In the end it was a combination of several things. One, I got tired of telling people, 'Oh I'm a Dharmi except I'm not vegetarian.' Two, through my meditation practice I was able to naturally increase my willpower and determination, along with just about everything else (you will see what I mean when you start seriously meditating). Three, I wanted to become a student of Acharyaji's, and to do this you must be a strict vegetarian. But mostly I was just ready. You can't force it, you just have to progress along the path until the time is ripe, and then it naturally happens.
And you know the most amazing part? I have never been happier! I never realized how heavy meat feels in your gut! You know that stuffed, bloated feeling you get after eating? How many times have you said, 'Oh man I shouldn't have eaten that!' Well although it is still possible to stuff yourself as a vegetarian (trust me!), I don't find myself having that heavy, rock in the gut feeling anymore, and I love that. There's also this kind of rich fatty texture to meat that just makes me want to eat more and more, I think that is another reason I don't overeat like I used to with meat. And I now get tons of fiber! Before I had to struggle to eat enough fiber and take fiber supplements etc. Now I scoff at fiber supplements! I'm sure all the vitamins and everything else is good too. There is also a feeling of accomplishment doing something that I never thought I could do, and it has given me the strength to do other beneficial things that I didn't think was possible.

▸ **ACTIVITY LIST**:
A) Answer these from the passage about becoming vegetarian:
(i) What must a person be in order to become a student of Acharyaji's?
(ii) What did the writer get tired of telling people?
(iii) What did the writer previously take to get enough fiber?
B) Repeat the passage about becoming vegetarian from "In the end it" up to and including "it naturally happens.".
C) Go on with the passage about becoming vegetarian from where it stops.

▸ **SUPPLIED RECORDS**:
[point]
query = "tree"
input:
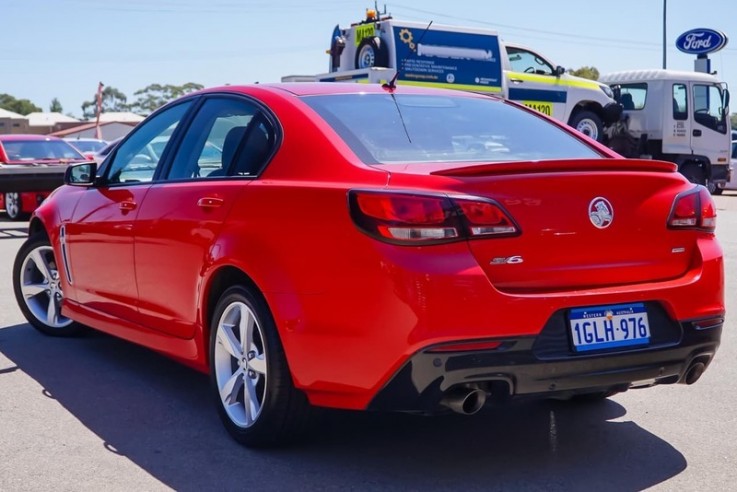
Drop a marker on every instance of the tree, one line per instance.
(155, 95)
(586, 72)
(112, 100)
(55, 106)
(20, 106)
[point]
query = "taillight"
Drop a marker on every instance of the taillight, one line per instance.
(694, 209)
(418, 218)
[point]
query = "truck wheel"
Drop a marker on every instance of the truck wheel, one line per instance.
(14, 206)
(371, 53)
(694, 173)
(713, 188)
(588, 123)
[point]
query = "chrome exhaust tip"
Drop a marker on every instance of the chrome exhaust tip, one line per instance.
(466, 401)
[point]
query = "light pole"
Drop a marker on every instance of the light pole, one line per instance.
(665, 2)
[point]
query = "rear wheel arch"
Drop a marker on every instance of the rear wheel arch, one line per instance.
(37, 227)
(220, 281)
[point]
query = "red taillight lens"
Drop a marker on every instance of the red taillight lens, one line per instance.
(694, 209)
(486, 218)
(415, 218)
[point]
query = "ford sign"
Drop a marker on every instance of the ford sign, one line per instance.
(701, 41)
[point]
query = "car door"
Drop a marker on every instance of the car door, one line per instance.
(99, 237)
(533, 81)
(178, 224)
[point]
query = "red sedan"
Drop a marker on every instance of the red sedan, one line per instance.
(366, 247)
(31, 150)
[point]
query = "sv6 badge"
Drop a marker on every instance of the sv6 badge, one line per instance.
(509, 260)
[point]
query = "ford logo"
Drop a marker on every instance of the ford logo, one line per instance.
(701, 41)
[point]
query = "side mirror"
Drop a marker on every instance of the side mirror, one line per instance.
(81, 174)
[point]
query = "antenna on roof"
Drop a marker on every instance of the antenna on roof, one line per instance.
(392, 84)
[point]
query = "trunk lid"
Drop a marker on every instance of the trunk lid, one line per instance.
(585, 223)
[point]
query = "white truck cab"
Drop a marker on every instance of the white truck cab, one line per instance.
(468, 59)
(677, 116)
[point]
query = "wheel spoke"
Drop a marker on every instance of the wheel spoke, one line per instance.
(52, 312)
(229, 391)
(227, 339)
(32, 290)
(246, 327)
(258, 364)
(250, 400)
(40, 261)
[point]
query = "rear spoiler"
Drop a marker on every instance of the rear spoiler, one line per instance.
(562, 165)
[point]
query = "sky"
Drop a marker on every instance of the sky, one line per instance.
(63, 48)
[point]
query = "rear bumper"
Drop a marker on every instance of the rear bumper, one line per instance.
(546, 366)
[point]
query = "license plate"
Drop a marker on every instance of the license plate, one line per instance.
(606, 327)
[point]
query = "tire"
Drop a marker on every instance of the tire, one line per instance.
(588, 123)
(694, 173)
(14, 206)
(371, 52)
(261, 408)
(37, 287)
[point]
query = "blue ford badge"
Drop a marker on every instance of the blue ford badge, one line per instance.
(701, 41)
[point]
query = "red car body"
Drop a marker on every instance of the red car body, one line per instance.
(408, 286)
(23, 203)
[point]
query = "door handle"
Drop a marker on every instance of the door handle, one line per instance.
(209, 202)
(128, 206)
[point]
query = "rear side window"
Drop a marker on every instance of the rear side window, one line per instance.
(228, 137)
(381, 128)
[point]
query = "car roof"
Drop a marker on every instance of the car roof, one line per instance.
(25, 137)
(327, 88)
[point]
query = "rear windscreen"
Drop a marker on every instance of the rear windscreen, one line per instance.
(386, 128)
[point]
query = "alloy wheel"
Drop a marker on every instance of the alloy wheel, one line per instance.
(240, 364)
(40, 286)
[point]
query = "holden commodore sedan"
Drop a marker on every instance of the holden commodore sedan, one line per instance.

▸ **RESPONSES FOR EACH TASK**:
A)
(i) A strict vegetarian.
(ii) "Oh I'm a Dharmi except I'm not vegetarian."
(iii) Fiber supplements.

B)
In the end it was a combination of several things. One, I got tired of telling people, 'Oh I'm a Dharmi except I'm not vegetarian.' Two, through my meditation practice I was able to naturally increase my willpower and determination, along with just about everything else (you will see what I mean when you start seriously meditating). Three, I wanted to become a student of Acharyaji's, and to do this you must be a strict vegetarian. But mostly I was just ready. You can't force it, you just have to progress along the path until the time is ripe, and then it naturally happens.

C)
But the most important thing is my spiritual path. Now every time I eat I feel like I'm praying, I also get to call myself a Dharmi (with no 'buts' involved!), and I can take initiation as one of Acharyaji's students. So for all those people that say there is no way they could ever be vegetarian, I would urge patience. Don't try to force it, and don't let it scare you away from the eternal truth present in Dharma. Just be patient with yourself and continue to learn and grow with your mediation practice. When it is time, it will just happen.
So in the end Dharma was a natural evolution for me. If you are a spiritual seeker, and your goal is to find a personal and tangible relationship with the creater of all existence, then Dharma is for you. It's my relationship with God that has changed the most, and the key to that is meditation. Until I started meditating I rarely felt the presence of God in my heart. Now I can feel Him all the time, and when I start to lose that feeling I simply have to take a few moments, let the overwhelming clamor of my senses fade, let go of all the neverending thought processes my ego loves to string together, and bring my awareness back to my center in meditation. He is always there waiting for me. I feel His love guiding me and protecting me at all times, and for that I would do anything.